Work to do → Please list every line of the items below that contains the string "logo". Case counts.

Input material →

........

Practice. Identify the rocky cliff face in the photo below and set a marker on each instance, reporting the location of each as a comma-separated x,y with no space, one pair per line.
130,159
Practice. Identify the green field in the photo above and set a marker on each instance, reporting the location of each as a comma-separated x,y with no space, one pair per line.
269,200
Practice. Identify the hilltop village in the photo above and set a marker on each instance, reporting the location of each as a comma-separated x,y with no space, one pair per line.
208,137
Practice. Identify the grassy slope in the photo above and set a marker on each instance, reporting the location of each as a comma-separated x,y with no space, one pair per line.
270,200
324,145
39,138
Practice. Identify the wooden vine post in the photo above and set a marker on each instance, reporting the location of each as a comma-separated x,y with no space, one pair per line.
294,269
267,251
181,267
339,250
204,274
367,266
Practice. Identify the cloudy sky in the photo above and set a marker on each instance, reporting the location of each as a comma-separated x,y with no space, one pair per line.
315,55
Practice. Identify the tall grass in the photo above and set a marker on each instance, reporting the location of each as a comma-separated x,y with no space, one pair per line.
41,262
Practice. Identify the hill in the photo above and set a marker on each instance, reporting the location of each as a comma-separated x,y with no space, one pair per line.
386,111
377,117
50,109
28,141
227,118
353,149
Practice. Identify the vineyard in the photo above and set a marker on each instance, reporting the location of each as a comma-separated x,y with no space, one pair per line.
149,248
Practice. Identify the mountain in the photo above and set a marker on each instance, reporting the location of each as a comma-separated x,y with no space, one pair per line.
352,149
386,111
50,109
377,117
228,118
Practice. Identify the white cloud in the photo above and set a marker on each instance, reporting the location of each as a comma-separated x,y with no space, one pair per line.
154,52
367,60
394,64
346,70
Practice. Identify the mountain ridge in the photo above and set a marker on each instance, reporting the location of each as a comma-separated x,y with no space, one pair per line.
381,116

........

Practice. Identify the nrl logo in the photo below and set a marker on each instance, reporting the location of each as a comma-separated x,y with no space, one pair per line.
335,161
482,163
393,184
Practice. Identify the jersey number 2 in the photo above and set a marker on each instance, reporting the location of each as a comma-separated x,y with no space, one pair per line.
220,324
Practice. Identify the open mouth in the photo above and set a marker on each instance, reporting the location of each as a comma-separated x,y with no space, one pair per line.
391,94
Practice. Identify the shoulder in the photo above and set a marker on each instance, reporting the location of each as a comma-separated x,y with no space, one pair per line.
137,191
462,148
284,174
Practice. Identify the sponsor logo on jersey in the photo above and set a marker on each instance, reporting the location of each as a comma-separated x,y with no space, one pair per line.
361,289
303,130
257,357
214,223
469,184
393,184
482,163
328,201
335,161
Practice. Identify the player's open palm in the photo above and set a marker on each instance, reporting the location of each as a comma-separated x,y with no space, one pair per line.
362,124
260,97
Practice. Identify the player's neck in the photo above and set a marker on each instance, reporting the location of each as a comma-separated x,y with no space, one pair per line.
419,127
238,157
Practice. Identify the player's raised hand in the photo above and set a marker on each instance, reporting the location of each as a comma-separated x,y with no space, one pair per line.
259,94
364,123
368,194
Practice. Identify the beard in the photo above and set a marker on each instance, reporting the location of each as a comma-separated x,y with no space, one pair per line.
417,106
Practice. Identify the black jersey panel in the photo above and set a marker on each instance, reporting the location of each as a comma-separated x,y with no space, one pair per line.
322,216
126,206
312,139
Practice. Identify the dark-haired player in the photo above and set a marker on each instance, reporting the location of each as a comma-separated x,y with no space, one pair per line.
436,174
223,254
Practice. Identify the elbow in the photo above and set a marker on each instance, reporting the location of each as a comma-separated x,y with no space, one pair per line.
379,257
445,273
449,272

........

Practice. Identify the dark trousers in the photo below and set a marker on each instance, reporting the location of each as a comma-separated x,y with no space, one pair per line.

........

Result for this task →
Practice. Identify the nrl logo in the photo below and set a marker on each instance, reporting the location of each as a comma-separated x,y with no space, one pair per line.
Practice. Identify the sponsor logo on jersey in the photo above and set a marker on each instance, reporting the location of each as a comma-separated x,y with no space, one pair per line.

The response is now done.